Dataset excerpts
►

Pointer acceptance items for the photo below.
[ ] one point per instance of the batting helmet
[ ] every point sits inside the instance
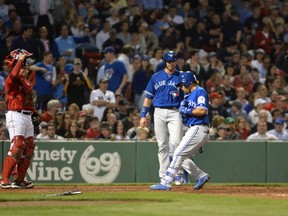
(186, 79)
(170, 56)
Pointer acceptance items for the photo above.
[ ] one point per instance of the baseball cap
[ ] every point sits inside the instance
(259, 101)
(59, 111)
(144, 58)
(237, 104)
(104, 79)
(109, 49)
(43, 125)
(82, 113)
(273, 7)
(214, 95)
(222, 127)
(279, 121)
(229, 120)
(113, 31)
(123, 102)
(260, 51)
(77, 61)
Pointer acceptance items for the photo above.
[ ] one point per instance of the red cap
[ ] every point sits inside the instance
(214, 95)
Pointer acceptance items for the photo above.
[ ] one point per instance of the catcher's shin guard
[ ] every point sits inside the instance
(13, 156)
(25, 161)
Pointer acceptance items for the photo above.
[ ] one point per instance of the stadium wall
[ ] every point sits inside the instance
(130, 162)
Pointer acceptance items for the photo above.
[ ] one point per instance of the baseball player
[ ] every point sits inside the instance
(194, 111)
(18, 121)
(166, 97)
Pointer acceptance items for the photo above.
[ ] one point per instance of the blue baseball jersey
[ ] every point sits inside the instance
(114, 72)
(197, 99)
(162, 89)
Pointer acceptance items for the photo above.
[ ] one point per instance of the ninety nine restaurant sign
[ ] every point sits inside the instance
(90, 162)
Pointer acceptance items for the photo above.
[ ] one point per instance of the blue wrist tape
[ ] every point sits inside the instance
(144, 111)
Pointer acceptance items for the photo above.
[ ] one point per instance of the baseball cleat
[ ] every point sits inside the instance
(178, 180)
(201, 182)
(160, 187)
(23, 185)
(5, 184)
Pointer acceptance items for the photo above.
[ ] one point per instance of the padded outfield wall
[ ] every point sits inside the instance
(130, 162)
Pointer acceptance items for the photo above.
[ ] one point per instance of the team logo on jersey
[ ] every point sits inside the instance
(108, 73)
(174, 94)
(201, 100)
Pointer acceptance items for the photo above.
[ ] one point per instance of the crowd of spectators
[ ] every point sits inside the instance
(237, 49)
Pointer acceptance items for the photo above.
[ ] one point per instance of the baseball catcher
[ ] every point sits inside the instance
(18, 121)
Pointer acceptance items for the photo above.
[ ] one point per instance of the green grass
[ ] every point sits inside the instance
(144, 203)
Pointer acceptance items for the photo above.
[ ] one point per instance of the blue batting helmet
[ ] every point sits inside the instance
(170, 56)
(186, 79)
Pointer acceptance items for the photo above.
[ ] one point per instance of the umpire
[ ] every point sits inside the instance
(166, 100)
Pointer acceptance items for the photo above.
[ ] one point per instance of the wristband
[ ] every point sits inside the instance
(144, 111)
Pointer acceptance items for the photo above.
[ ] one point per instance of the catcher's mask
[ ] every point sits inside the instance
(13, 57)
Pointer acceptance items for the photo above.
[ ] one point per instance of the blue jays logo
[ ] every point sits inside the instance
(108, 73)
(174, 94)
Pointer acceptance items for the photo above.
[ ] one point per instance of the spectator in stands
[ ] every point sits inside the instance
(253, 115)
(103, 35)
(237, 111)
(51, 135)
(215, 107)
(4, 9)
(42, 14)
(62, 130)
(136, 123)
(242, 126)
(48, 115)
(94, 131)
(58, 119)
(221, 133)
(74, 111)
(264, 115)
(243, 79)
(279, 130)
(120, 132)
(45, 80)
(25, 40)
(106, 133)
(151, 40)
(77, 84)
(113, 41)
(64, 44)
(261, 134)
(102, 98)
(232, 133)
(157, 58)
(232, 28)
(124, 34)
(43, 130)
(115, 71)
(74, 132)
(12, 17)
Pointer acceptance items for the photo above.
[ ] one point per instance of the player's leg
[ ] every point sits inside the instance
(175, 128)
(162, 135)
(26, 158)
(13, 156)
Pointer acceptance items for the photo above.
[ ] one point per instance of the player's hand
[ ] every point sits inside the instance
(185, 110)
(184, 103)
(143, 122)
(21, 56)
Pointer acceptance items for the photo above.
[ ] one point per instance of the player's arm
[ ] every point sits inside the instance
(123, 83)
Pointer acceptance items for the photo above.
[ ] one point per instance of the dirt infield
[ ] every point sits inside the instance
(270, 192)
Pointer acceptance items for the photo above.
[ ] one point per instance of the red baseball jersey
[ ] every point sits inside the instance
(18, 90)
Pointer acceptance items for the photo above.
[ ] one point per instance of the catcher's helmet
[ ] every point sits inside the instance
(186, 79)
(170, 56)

◄
►

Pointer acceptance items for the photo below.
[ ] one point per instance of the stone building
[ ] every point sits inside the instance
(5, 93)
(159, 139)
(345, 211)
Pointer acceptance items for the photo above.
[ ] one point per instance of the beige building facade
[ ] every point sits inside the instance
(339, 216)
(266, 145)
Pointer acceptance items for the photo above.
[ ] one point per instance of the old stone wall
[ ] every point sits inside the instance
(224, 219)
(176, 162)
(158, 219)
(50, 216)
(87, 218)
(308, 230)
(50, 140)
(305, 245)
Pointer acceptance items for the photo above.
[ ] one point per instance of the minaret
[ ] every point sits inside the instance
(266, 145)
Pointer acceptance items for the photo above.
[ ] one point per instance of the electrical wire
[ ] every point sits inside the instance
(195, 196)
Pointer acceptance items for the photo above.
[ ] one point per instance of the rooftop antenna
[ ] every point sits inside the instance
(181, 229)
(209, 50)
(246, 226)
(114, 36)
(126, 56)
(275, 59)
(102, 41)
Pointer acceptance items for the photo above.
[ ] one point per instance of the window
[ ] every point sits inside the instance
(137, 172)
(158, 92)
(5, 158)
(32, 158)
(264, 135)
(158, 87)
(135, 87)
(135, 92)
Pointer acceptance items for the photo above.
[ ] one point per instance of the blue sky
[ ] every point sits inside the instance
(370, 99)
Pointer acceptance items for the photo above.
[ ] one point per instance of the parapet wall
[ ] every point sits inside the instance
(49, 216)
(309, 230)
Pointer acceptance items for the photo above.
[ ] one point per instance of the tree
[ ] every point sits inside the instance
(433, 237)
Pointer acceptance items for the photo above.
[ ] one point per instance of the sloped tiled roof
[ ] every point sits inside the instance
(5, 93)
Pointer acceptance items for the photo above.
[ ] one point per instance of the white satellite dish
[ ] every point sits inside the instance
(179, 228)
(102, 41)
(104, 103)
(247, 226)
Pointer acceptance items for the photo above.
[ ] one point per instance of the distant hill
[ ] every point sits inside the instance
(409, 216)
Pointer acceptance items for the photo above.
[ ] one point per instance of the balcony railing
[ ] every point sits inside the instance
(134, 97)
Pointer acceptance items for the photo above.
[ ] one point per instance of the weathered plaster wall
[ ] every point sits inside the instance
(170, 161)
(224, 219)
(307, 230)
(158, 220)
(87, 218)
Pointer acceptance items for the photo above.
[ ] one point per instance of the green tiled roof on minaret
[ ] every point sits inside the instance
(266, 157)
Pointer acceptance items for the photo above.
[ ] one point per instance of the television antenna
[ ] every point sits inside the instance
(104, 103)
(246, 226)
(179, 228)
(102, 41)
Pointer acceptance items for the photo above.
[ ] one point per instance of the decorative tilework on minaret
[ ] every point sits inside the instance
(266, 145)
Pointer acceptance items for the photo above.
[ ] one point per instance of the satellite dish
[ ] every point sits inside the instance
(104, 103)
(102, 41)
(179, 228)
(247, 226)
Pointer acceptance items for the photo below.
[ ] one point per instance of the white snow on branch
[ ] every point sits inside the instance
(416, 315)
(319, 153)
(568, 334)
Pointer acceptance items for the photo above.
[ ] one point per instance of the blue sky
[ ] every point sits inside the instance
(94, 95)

◄

▶ [Problem statement]: Please show, exactly as written, every line above that contains the word "antenna".

▶ [Result below]:
[ ] one point per instance of the rooftop antenna
[ ] one point per instance of the television antenna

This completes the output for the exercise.